YOUR OBJECTIVE –
In the entries that follow, find every line containing "logo" and copy it.

'''

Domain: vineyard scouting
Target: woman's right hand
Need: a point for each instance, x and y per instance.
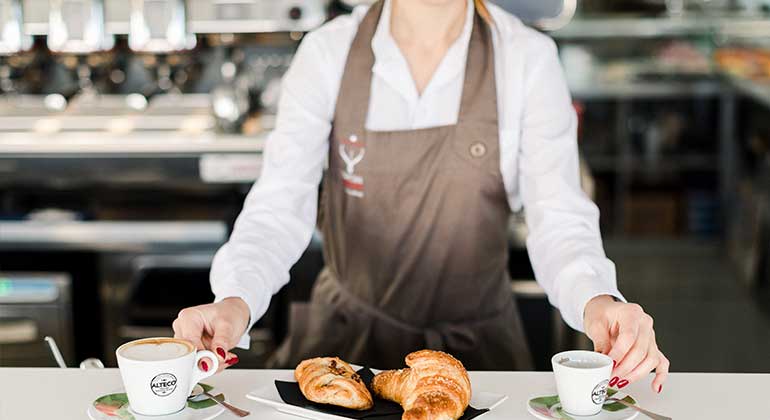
(215, 326)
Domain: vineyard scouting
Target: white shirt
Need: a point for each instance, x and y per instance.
(539, 158)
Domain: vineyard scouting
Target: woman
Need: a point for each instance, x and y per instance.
(436, 118)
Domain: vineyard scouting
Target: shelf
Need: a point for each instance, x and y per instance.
(647, 90)
(688, 25)
(665, 164)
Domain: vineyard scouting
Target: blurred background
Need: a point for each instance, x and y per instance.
(130, 132)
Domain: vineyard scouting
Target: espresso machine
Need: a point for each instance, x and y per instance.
(130, 132)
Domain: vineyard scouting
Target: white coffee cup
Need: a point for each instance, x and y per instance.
(581, 380)
(160, 373)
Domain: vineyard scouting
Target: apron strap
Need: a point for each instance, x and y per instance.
(357, 78)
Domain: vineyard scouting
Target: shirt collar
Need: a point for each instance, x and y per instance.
(386, 51)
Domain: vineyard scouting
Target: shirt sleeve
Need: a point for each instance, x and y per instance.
(279, 213)
(564, 242)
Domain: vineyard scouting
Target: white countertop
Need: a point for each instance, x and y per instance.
(48, 393)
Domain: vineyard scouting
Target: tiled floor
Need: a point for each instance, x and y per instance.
(705, 319)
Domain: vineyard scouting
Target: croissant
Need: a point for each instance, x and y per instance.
(330, 380)
(435, 386)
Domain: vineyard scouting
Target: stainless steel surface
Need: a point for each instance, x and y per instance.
(91, 363)
(647, 90)
(34, 306)
(146, 143)
(647, 413)
(110, 236)
(55, 351)
(206, 16)
(159, 26)
(233, 409)
(77, 27)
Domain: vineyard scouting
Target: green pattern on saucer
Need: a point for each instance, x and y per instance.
(116, 405)
(550, 405)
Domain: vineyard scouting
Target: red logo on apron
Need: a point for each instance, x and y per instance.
(352, 152)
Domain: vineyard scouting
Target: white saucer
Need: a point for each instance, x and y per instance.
(554, 412)
(127, 414)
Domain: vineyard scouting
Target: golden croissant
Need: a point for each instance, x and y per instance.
(330, 380)
(435, 386)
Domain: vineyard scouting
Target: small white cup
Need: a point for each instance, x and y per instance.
(581, 380)
(158, 383)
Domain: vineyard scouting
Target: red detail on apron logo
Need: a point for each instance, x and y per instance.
(354, 184)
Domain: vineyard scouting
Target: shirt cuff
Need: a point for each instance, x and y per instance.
(253, 302)
(578, 289)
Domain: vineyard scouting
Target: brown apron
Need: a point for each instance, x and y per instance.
(414, 227)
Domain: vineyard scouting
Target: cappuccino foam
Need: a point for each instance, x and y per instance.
(156, 350)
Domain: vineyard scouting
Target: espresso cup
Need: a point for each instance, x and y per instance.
(581, 380)
(160, 373)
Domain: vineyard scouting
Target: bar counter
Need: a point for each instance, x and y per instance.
(48, 393)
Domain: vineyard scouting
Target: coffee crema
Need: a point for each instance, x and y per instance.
(155, 349)
(581, 364)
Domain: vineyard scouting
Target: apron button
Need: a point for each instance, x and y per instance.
(478, 149)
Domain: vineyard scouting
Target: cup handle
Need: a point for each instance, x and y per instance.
(199, 375)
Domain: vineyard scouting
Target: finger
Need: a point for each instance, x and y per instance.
(661, 373)
(635, 356)
(190, 328)
(646, 366)
(623, 343)
(601, 339)
(205, 364)
(231, 359)
(221, 341)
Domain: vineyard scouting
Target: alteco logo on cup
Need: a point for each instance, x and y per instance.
(163, 384)
(599, 394)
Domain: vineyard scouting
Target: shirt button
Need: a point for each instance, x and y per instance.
(478, 149)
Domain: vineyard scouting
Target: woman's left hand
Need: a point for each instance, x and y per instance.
(624, 332)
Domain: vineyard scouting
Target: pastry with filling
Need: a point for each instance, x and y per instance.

'''

YOUR RESPONSE –
Target: red logo on apron
Target: red detail on apron logo
Target: alteco logo on cup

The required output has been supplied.